== Aim of the exercise ==
Render every line of the records below as a JSON list of strings, one string per line, omitting any blank lines.
* Begin Extracted material *
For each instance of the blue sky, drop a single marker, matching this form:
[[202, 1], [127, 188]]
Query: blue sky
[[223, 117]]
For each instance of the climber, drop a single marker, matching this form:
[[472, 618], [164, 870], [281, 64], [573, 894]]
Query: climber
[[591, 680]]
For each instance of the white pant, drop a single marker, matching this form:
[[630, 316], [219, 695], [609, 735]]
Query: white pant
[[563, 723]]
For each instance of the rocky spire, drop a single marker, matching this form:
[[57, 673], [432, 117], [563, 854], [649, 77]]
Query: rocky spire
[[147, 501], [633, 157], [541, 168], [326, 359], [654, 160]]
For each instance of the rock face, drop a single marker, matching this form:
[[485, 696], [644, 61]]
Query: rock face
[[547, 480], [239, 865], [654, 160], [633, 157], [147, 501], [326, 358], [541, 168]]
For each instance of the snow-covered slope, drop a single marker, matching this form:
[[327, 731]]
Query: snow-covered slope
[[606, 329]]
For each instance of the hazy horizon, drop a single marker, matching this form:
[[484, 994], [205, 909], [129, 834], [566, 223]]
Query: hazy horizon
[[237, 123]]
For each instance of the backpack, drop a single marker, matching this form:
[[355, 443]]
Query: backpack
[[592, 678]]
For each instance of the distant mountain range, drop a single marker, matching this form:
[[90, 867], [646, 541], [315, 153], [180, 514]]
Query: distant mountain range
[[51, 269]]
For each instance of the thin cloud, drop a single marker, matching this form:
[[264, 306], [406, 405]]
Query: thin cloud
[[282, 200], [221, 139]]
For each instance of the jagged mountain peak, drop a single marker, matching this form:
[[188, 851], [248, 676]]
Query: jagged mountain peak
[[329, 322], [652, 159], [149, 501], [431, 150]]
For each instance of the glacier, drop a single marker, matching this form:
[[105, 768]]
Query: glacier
* End Extracted material *
== Exercise response ==
[
  "For each instance of the blue sky, drop a single marker, matching this form:",
  "[[202, 1], [127, 188]]",
  "Query: blue sky",
  "[[223, 117]]",
  "For each instance of the climber, drop a single marker, matching this form:",
  "[[472, 618], [164, 870], [281, 64], [573, 894]]",
  "Query: climber",
  "[[591, 680]]",
  "For each instance of the white pant, drop a single marker, matching this form:",
  "[[630, 316], [219, 695], [609, 735]]",
  "Query: white pant",
  "[[563, 723]]",
  "For each instance of the rocky spire, drop a single marker, matching this form:",
  "[[57, 673], [432, 117], [563, 854], [649, 77]]",
  "Query: rocky spire",
  "[[147, 501], [633, 157], [541, 168], [326, 359], [654, 160]]",
  "For each instance of the rock face, drop a single marker, matching this form:",
  "[[485, 696], [644, 61]]",
  "Query: rock face",
  "[[547, 480], [239, 865], [654, 160], [633, 157], [147, 501], [326, 358], [541, 168]]",
  "For each instance of the snow-covered slope, drop a single marker, matching this form:",
  "[[327, 731]]",
  "Query: snow-covered slope",
  "[[606, 329]]",
  "For each instance of the hazy horizon, drop a single marker, matching this form:",
  "[[484, 994], [205, 909], [129, 834], [566, 223]]",
  "Query: hazy horizon",
  "[[237, 123]]",
  "For each instance of the backpack, drop a single marker, matching this form:",
  "[[355, 443]]",
  "Query: backpack",
  "[[592, 678]]",
  "For each instance of the distant mountain range, drop a single marker, matching this form:",
  "[[90, 867], [646, 541], [315, 153], [180, 514]]",
  "Query: distant mountain range",
  "[[51, 269]]",
  "For each instance of the thin cloud, drop a single marker, matching this form:",
  "[[264, 306], [406, 405]]",
  "Query: thin cloud",
  "[[282, 200], [221, 139]]",
  "For each instance of the jagged mountain peak, drop a single marker, matching this form:",
  "[[188, 851], [248, 676]]",
  "Query: jagged mountain peak",
  "[[329, 322], [652, 159], [149, 501], [431, 150]]",
  "For each instance of the glacier, drop a single marker, matching this form:",
  "[[105, 768]]",
  "Query: glacier"
]